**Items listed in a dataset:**
____________
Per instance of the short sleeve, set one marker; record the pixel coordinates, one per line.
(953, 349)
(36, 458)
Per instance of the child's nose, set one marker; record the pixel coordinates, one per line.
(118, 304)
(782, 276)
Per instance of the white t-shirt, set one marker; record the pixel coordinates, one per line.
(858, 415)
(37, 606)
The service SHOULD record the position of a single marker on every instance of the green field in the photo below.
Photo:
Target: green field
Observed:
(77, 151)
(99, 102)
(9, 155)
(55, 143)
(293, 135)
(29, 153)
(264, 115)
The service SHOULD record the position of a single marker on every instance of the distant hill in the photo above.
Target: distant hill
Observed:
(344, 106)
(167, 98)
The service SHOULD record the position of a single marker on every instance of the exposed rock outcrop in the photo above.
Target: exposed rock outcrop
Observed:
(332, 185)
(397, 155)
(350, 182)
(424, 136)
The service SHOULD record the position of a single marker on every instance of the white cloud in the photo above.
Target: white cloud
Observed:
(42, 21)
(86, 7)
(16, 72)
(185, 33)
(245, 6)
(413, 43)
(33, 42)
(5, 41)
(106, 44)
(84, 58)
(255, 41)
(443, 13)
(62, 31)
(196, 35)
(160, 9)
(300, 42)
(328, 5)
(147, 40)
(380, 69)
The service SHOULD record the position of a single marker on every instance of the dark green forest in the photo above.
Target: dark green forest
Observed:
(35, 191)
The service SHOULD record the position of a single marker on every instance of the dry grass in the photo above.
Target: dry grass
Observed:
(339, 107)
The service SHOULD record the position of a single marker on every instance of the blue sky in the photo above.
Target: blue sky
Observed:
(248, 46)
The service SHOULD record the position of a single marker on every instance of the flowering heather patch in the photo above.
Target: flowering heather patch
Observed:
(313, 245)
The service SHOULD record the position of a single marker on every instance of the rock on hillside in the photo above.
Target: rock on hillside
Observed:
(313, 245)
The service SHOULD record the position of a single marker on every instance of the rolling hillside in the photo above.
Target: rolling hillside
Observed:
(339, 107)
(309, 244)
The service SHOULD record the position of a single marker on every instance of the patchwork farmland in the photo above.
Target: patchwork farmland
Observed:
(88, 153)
____________
**WORK TASK:**
I need each line above reproduced exactly.

**TASK OUTPUT:**
Per instance of the short sleeve, set one marker; record the pixel coordinates, one per line.
(953, 349)
(36, 458)
Per instance of the child's nose, set one marker; record the pixel coordinates, one per line.
(118, 304)
(782, 276)
Per instance of the white t-shirt, set one marker; record the pixel coordinates, one per line.
(858, 415)
(37, 606)
The service SHOULD record the position of a single marker on every instance of the green field in the photo below.
Photo:
Target: green field
Observed:
(77, 151)
(99, 102)
(9, 155)
(55, 143)
(293, 135)
(29, 153)
(264, 115)
The service SHOULD record the position of a single marker on every instance of the distant hill in the photo above.
Target: distant hill
Observed:
(344, 106)
(167, 98)
The service SHOULD record the position of a single marker on every instance of the exposed rock outcrop in the photo above.
Target: exposed rock outcrop
Observed:
(332, 185)
(397, 155)
(350, 182)
(424, 136)
The service SHOULD record the position of a single marker on every instance of the white cloud in the photo above.
Target: white cloud
Observed:
(42, 21)
(86, 7)
(16, 72)
(185, 33)
(245, 6)
(413, 43)
(33, 42)
(5, 41)
(106, 44)
(84, 58)
(255, 41)
(443, 13)
(62, 31)
(196, 35)
(160, 9)
(300, 42)
(328, 5)
(147, 40)
(380, 69)
The service SHOULD record the position of a single marker on every instance of the dark green forest in the photo above.
Target: dark green forest
Observed:
(35, 191)
The service SHOULD record the position of a single marker on every instance of the dry grass in the photo above.
Target: dry grass
Observed:
(339, 107)
The service SHOULD record the position of a single marker on every instance of the blue sky in the photo above.
Target: blue sky
Observed:
(248, 46)
The service SHOULD record the position of a single marker on every instance of the flowering heather patch in the photo above.
Target: flowering heather patch
Observed:
(313, 245)
The service SHOULD record the position of a single marker on every instance of the rock on hillside in the photo above.
Target: rock on hillside
Observed:
(313, 245)
The service SHOULD record the position of a single marker on every instance of the rolling hillside in the photo above.
Target: rolling hillside
Observed:
(339, 107)
(309, 244)
The service SHOULD record the position of a single marker on every instance of the patchwork farmland in the photo above.
Target: patchwork farmland
Observed:
(88, 153)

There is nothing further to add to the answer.